▸ Activity
Reproduce, word for word, the part of the text on LLM mistake finding that starts at "However, we propose" and ends after "random baseline approach.".

▸ Source document
____________________

LLMs are increasingly popular for reasoning tasks, such as multi-turn QA, task completion, code generation, or mathematics. However, they often make mistakes and need to be able to identify and correct them. In order to study this, we break down the self-correction process into two components: mistake finding and output correction. In our study, we test state-of-the-art LLMs on these two components separately.
We have created a new evaluation benchmark dataset called BIG-Bench Mistake to assess LLMs’ ability to find mistakes. This dataset consists of Chain-of-Thought traces generated using PaLM 2 on five tasks in BIG-Bench. Each trace is annotated with the location of the first logical mistake. We have labeled the dataset with the help of human labelers, ensuring high inter-rater reliability.
Our experiments show that LLMs struggle with mistake finding even for simple and unambiguous mistakes. Prompting methods such as direct (trace), direct (step), and CoT (step) yield low accuracy overall. We also find that mistake-finding cannot be used as a proxy for correctness of the answer.
However, we propose a backtracking method that allows LLMs to correct errors. By generating alternative outputs for the mistake step, we can improve the accuracy of the LLMs. Our method shows more gains than losses compared to a random baseline approach.
Furthermore, we find that mistake finding can generalize to tasks that LLMs have never seen before. Fine-tuned reward models perform better than zero-shot prompting with a larger model in most cases.

____________________

▸ Point-per-instance localization data

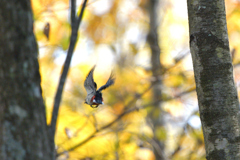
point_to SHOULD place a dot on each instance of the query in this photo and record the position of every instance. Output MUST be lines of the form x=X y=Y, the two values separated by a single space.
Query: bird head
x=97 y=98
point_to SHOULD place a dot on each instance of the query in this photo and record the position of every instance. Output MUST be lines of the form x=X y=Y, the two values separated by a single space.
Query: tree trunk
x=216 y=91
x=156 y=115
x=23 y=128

____________________

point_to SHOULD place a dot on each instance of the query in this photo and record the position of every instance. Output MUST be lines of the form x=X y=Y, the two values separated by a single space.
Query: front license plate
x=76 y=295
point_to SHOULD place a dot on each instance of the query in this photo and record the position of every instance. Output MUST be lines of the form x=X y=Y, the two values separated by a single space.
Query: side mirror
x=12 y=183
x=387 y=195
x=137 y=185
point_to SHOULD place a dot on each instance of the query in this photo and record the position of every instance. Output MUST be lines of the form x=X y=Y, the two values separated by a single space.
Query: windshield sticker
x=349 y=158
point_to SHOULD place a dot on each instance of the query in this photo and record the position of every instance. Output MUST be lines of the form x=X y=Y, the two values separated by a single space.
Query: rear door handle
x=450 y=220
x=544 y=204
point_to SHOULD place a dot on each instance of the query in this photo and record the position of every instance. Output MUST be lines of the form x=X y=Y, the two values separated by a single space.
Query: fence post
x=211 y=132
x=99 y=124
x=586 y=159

____________________

▸ Answer space
However, we propose a backtracking method that allows LLMs to correct errors. By generating alternative outputs for the mistake step, we can improve the accuracy of the LLMs. Our method shows more gains than losses compared to a random baseline approach.